*TASK DESCRIPTION*.
Only the lines holding "yellow" are wanted; find them in the listing and return each one.
────────────────
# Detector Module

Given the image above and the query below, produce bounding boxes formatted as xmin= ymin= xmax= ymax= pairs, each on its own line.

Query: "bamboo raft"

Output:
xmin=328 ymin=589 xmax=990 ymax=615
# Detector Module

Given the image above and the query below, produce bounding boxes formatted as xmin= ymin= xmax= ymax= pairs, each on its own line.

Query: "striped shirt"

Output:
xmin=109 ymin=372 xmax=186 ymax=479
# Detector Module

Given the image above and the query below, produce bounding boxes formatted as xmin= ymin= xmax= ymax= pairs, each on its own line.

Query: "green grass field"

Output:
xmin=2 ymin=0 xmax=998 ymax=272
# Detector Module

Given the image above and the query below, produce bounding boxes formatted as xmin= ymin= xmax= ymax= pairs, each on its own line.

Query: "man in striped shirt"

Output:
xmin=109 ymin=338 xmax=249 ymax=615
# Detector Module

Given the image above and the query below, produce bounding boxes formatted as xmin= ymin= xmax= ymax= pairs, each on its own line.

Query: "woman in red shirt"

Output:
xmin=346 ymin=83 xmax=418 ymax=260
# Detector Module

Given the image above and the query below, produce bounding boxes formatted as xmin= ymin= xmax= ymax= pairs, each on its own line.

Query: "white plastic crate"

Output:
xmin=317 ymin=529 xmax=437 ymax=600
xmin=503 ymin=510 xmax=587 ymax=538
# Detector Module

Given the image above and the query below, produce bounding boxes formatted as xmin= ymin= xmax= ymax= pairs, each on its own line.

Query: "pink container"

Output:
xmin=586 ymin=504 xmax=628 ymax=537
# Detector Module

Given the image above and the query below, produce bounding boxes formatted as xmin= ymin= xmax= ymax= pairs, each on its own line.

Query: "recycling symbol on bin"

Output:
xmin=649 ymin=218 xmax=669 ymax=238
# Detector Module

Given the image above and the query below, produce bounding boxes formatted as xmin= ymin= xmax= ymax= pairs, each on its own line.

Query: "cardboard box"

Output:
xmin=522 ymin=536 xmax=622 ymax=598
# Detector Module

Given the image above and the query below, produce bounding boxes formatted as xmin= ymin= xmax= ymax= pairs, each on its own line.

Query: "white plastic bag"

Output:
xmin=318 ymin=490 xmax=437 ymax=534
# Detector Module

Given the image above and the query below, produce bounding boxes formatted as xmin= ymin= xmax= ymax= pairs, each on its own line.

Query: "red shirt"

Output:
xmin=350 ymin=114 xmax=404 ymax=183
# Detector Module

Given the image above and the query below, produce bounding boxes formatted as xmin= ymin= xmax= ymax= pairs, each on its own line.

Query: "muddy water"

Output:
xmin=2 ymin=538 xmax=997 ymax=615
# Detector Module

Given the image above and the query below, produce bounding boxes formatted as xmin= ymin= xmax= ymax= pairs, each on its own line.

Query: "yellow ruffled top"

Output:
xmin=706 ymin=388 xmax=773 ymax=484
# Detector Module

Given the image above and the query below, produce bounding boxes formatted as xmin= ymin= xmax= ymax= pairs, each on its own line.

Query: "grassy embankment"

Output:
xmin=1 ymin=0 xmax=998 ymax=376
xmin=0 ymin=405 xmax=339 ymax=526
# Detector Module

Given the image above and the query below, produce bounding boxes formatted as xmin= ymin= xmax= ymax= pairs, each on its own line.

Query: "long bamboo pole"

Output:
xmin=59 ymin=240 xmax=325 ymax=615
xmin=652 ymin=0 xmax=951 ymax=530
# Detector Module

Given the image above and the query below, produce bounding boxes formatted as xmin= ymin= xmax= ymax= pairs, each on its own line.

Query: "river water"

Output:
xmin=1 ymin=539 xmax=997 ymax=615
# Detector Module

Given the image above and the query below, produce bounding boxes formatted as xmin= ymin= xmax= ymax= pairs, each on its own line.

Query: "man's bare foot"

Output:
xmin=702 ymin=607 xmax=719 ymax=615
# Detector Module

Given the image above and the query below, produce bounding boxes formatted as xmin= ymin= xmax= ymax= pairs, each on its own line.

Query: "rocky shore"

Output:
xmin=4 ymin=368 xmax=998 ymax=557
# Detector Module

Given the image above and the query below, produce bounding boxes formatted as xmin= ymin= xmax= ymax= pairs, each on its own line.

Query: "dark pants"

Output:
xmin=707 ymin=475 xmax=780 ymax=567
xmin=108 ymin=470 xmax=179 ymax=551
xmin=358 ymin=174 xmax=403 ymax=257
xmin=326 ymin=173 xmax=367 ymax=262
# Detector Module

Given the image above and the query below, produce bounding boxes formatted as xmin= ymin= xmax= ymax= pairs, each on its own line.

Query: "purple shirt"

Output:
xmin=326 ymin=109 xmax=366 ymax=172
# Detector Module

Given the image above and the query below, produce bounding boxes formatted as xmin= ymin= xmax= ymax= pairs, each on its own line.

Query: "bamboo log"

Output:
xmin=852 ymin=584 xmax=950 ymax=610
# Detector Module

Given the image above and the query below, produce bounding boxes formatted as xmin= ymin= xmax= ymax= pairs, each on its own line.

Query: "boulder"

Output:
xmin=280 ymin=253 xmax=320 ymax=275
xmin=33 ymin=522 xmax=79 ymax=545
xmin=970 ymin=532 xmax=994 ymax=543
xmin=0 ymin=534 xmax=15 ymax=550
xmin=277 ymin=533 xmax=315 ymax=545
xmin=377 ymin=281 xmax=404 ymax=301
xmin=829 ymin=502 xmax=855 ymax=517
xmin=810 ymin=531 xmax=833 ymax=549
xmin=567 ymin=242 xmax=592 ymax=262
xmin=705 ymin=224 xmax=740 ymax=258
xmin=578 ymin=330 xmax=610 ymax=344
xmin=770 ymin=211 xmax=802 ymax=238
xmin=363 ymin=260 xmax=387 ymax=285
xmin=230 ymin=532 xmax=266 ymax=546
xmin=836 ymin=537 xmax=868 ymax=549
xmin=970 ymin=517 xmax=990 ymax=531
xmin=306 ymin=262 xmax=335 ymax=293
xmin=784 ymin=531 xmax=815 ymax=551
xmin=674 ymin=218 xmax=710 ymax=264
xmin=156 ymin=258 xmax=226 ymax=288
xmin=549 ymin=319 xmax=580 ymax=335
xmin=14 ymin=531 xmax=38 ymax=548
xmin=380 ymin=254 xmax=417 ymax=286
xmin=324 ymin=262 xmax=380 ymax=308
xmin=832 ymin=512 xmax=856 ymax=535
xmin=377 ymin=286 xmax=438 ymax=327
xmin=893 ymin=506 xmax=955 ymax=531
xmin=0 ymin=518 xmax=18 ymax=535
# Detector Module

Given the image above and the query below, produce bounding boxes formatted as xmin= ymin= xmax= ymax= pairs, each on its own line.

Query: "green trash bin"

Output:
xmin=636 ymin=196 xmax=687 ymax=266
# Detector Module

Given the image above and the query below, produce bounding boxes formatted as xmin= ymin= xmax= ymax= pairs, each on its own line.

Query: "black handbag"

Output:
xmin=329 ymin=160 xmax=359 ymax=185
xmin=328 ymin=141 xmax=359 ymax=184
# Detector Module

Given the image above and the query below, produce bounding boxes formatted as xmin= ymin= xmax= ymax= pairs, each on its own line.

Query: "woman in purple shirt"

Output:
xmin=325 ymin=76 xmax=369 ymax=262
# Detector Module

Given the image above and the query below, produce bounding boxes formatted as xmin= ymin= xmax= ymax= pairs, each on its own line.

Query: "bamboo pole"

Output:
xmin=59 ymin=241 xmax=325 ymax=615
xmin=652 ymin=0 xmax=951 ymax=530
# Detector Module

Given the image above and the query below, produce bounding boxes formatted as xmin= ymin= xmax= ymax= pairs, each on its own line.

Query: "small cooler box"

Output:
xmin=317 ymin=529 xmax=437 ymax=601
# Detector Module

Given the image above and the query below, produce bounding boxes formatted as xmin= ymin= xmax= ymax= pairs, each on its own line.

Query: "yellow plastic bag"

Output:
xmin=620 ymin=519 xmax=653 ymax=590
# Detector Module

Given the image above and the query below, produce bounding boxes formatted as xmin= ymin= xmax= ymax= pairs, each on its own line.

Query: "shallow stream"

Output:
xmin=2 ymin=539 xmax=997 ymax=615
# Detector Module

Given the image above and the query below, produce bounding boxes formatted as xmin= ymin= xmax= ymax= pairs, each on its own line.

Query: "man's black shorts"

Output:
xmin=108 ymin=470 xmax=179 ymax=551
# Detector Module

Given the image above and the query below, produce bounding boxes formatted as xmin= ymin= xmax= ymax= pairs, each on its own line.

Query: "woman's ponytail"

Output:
────────────────
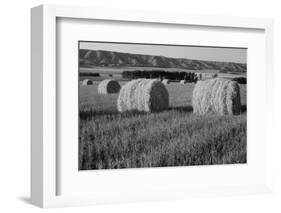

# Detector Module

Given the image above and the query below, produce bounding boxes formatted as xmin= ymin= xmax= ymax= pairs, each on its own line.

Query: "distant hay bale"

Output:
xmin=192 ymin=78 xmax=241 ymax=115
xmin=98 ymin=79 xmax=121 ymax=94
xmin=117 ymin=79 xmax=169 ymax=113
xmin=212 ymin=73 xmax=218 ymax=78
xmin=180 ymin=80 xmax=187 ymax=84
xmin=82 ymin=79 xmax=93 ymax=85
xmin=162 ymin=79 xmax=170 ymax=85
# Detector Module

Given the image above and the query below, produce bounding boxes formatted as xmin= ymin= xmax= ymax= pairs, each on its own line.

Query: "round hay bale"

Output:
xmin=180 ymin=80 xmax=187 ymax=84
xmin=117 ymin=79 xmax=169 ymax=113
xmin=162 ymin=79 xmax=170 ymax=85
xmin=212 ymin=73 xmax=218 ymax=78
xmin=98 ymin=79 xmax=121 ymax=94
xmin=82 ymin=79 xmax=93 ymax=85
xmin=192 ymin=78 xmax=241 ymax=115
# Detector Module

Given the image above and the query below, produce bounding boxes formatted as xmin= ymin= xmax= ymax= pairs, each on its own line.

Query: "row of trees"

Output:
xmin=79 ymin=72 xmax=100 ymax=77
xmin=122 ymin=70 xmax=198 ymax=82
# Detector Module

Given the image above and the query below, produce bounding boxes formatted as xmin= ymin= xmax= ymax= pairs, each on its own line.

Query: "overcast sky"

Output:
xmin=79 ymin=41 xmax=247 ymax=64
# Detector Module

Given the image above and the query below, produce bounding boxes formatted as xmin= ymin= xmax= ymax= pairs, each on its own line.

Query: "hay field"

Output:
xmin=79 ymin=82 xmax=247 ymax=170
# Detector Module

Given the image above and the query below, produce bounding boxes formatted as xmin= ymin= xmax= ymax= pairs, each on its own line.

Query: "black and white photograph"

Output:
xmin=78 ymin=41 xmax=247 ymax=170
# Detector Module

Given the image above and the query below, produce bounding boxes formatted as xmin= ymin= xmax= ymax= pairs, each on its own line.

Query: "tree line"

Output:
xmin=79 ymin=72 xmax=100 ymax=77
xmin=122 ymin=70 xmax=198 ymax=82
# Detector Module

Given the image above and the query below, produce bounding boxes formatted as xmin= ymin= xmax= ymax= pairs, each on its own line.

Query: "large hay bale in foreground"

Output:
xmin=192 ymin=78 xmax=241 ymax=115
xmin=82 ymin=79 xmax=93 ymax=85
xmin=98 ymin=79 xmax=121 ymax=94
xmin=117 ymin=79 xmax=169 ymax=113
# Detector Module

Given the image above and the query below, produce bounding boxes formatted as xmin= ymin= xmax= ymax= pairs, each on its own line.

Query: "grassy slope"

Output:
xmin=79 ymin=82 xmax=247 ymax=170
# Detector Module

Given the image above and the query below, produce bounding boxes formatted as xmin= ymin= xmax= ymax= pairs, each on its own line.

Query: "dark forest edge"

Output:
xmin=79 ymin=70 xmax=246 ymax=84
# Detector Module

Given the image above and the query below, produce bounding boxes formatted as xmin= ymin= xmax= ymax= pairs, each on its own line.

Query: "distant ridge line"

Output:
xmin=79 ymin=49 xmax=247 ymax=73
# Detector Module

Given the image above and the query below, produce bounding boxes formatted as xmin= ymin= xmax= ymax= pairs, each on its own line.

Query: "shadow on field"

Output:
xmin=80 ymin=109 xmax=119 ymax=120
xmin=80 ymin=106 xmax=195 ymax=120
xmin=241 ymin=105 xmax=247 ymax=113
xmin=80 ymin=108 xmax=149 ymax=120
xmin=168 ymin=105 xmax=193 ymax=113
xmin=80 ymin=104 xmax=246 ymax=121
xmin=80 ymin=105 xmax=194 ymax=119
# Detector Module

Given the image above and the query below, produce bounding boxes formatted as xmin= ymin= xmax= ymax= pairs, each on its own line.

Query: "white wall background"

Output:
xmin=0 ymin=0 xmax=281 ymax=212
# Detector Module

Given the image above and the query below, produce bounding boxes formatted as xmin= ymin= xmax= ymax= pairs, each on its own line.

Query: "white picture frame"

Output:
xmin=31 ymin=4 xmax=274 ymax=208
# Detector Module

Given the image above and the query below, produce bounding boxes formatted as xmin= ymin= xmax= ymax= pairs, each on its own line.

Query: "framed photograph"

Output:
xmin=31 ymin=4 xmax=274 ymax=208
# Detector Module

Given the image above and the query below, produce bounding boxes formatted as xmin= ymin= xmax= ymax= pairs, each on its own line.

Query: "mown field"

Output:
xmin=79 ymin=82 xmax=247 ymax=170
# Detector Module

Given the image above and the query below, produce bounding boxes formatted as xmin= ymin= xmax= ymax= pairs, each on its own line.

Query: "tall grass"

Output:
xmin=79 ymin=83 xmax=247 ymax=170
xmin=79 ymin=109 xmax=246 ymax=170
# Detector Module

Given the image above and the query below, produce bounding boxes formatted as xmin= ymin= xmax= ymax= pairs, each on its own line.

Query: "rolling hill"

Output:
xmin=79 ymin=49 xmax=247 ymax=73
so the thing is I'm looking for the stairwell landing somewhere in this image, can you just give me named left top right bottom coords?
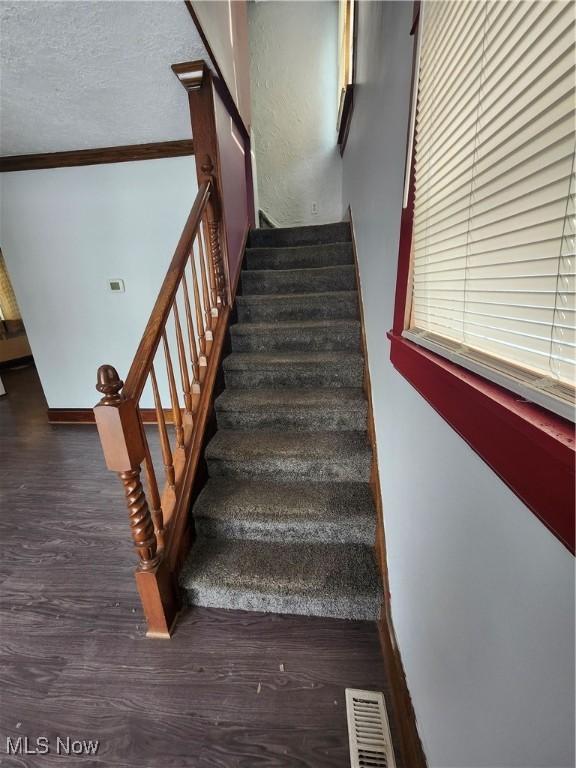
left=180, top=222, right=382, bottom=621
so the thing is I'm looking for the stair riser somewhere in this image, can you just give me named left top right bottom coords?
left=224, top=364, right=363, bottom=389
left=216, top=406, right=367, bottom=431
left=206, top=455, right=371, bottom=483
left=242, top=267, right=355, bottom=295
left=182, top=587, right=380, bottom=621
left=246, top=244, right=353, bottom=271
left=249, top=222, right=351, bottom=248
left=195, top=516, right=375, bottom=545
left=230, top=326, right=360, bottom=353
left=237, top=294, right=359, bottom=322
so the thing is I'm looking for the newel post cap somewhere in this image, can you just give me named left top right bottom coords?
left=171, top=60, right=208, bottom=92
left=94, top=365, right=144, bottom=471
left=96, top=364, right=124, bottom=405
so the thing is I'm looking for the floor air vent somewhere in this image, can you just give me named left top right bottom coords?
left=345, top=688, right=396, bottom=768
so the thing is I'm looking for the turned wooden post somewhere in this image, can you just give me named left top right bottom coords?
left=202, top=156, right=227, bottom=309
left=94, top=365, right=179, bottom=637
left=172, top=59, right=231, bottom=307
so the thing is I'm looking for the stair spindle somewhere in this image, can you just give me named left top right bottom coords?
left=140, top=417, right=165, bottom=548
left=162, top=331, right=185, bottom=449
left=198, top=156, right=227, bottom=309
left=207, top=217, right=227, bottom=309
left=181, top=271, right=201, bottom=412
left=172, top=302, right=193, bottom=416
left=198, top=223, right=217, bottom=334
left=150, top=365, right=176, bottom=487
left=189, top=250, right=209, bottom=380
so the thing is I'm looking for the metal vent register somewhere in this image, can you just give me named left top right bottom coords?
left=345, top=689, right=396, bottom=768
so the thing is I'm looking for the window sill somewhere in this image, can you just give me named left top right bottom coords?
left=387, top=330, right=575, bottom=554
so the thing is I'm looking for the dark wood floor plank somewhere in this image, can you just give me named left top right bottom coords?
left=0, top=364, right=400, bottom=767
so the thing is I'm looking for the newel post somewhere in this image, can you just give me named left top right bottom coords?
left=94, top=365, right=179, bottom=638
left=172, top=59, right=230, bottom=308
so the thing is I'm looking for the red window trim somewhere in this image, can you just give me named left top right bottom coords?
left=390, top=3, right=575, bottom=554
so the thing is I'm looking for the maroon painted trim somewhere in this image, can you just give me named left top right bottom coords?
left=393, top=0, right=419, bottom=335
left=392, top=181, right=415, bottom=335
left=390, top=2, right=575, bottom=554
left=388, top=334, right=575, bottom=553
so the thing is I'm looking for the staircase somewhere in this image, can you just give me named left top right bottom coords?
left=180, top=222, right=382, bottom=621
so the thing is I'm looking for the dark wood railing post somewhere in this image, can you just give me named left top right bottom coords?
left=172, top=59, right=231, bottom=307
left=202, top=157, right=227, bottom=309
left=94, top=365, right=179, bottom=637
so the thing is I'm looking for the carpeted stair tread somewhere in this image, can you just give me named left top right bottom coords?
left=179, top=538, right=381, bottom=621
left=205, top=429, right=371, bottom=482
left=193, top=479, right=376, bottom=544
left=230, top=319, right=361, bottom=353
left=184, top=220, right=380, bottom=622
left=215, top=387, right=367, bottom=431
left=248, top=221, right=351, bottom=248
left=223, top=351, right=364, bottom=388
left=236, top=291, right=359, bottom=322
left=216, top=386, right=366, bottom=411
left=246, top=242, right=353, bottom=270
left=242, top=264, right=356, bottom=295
────────────────
*EXERCISE RESULT*.
Query: "yellow ruffled top"
Query: "yellow plastic bag"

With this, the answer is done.